= ASSIGNED TASK =
Please read the abstract on advance care planning in COVID-19 patients below. How many patients in the study had existing formal advance care directives?

= EXCERPT TO READ =
# # # # # # #
DOI: 10.1177/10499091231218476 ISSN: 1049-9091

Advance Care Planning in Patients with Suspected or Proven COVID: Are We Meeting Our Own Standards?

Oyungerel Byambasuren, Jananee Myooran, Aishah Virk, Rida Hanna, Onur Tanglay, Sarah Younan, Nikk Moore, Paul Middleton, Danielle Ní Chróinín
  • General Medicine


Given the importance of advance care planning (ACP) in the context of a pandemic, we aimed to assess current adherence to local policy recommending ACP in all hospitalised adult patients with suspected or proven COVID-19 at Liverpool Hospital, Sydney, Australia.


A retrospective cohort study.


A tertiary referral and teaching hospital.


A select sample of adult patients admitted to Liverpool Hospital in 2019-2021 with suspected or proven COVID-19.

Main outcome measures

Proportion of patients with documented ACP and format of ACP.


Amongst 209 patients with proven or suspected COVID-19 hospitalised between March 2019 through to September 2021, median frailty score was 3, the median Charlson Comorbidity Score was 4, median age of the patients was 71 years, and median length of hospital stay was 5 days (range 0-98 days). Almost all patients were tested for COVID-19 (n = 207, 99%) of which 15% (31) were positive. Fewer than a quarter of the patients had documented ACPs (50, 24%) and 17 patients had existing formal advance care directives. Patients who had ACP were older, more likely to be frail and more likely to have higher rates of comorbidity compared to those without ACP. ACP was more commonly discussed with family members (41/50) than patients (25/50) and others (5/50).
# # # # # # #
= DATA SUPPLIED =
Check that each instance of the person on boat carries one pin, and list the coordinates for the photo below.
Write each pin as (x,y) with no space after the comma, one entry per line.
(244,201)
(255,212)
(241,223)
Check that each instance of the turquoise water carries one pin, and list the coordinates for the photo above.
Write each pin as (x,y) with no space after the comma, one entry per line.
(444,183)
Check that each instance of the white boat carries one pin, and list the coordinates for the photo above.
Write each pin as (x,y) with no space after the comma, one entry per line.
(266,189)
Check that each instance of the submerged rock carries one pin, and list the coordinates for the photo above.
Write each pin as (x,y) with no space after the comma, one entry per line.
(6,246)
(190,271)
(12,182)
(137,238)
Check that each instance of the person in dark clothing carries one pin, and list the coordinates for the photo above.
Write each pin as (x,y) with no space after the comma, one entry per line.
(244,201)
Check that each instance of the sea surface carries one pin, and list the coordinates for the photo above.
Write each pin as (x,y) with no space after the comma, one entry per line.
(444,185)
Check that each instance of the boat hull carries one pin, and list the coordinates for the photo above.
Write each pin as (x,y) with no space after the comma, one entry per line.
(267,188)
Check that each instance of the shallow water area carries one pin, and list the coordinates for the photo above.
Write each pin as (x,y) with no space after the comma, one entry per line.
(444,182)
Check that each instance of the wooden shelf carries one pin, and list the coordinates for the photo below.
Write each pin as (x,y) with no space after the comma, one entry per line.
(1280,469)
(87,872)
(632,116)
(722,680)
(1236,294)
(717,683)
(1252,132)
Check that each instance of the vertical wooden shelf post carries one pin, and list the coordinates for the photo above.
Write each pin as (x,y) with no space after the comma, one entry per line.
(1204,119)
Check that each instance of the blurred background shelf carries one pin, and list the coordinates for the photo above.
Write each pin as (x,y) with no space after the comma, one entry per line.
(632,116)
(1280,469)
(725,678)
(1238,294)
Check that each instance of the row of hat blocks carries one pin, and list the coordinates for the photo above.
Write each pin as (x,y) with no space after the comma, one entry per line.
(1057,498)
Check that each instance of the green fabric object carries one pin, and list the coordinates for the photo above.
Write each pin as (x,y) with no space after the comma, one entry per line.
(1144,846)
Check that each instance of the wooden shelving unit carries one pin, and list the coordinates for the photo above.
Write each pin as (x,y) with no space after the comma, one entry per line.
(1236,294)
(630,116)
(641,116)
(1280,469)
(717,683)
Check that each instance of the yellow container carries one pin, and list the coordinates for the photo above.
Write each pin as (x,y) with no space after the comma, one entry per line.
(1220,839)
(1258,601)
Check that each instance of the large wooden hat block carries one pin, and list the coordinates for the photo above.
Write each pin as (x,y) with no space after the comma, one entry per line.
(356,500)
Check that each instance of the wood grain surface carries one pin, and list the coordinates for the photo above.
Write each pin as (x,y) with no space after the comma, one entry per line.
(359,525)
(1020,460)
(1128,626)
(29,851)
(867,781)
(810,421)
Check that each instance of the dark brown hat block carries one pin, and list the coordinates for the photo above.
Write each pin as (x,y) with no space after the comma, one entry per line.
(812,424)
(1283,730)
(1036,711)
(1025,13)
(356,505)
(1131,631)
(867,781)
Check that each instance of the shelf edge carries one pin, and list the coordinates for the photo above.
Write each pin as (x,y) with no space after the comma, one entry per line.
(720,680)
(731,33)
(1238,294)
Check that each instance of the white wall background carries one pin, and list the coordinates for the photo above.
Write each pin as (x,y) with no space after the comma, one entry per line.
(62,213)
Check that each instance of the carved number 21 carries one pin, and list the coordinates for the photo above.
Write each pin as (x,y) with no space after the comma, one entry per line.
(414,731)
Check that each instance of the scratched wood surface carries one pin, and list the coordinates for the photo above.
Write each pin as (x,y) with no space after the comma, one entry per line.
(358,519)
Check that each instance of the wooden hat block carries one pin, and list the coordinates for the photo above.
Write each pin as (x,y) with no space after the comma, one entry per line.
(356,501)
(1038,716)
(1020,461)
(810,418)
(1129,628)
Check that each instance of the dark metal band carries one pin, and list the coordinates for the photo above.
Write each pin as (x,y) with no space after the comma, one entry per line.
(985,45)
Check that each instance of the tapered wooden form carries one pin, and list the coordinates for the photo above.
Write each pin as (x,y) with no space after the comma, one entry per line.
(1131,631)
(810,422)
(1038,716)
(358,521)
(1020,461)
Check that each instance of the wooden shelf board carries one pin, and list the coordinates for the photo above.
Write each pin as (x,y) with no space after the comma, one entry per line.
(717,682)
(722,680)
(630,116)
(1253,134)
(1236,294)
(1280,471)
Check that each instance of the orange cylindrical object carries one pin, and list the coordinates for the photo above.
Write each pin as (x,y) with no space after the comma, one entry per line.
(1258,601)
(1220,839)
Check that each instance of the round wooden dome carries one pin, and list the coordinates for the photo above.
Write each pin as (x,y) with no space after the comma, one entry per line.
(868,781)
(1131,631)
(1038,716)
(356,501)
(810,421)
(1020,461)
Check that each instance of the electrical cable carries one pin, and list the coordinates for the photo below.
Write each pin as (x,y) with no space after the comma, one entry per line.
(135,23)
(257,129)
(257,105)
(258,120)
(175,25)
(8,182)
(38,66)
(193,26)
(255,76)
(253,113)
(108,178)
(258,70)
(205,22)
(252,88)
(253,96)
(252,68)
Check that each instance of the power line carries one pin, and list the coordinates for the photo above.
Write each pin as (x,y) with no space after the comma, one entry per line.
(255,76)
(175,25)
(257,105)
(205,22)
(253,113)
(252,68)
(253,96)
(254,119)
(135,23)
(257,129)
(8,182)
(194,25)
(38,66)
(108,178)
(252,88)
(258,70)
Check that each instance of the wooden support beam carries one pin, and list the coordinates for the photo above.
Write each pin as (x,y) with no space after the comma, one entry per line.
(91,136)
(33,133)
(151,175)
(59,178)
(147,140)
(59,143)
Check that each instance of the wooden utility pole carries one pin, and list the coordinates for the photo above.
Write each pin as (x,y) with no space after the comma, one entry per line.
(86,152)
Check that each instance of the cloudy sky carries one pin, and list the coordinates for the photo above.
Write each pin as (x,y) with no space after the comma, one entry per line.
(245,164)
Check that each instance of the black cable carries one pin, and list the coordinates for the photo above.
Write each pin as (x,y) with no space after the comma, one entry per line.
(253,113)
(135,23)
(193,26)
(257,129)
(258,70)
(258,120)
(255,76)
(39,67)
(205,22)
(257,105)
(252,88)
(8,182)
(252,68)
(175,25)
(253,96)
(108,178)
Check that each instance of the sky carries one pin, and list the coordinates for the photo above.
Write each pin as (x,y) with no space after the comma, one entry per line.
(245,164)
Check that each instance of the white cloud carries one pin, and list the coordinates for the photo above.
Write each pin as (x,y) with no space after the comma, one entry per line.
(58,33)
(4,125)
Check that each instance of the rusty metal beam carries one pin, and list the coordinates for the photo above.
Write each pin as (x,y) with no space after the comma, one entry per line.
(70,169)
# # # # # # #
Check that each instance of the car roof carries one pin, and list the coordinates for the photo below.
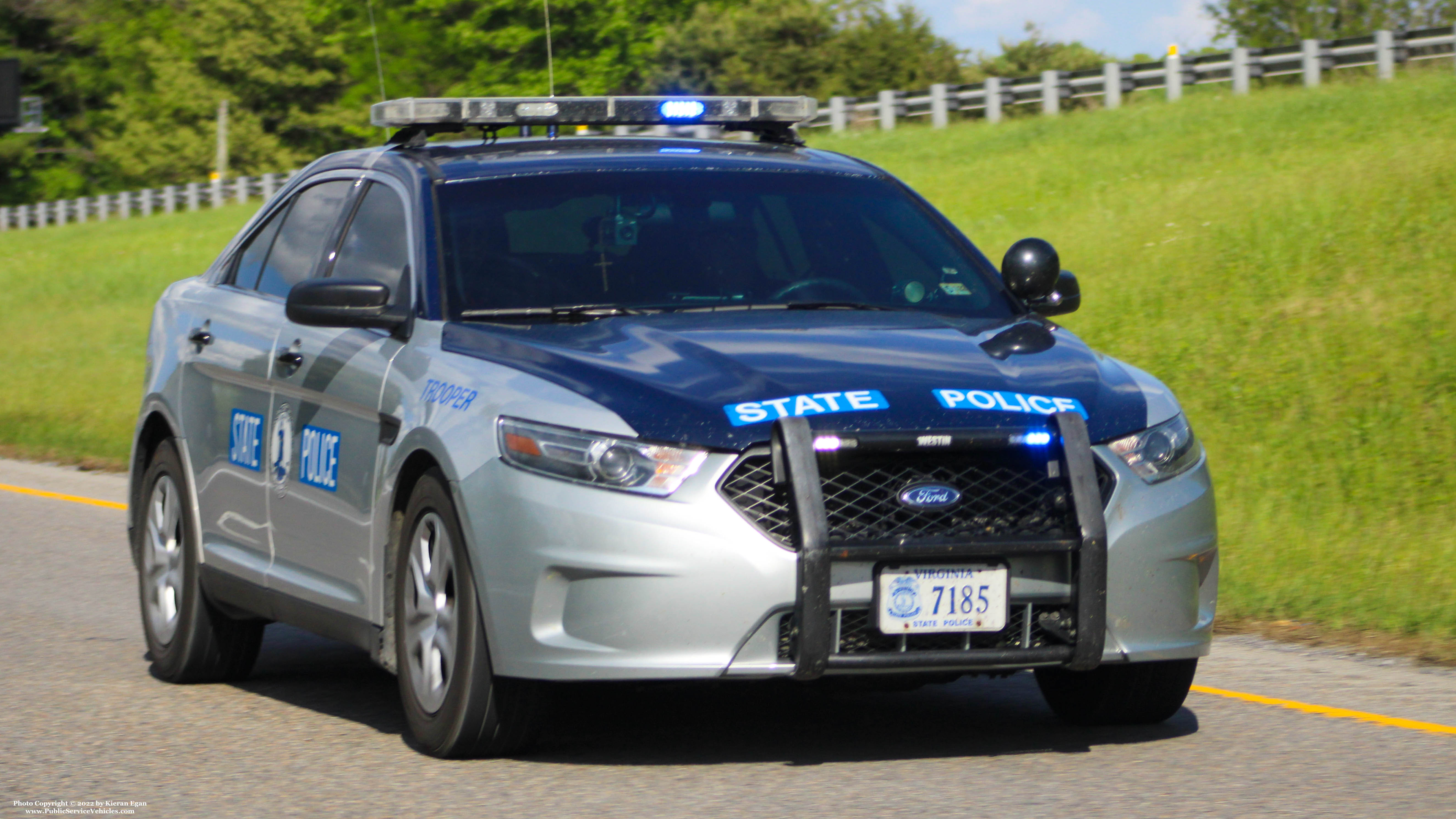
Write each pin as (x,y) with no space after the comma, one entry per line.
# # # # # # #
= SOLUTION TO THIS PROBLEM =
17 patients